──────── Records provided ────────

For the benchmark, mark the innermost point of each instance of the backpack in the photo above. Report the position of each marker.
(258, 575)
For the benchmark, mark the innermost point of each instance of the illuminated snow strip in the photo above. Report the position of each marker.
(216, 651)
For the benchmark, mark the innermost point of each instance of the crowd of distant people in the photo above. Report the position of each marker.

────────

■ **Job**: Please output the material above again, word for word, keeping every line unchanged.

■ **Response to this exercise**:
For the benchmark, mark the innermost point of each instance of the backpack in the photo above. Report the position of each marker.
(258, 575)
For the benchmark, mark the innermost point of each instance of the illuminated snow strip in the photo above. Report the position of each marker.
(216, 651)
For the benchmark, mark the innermost point of each instance of the crowd of distant people in the photo above. Report the position of each marker.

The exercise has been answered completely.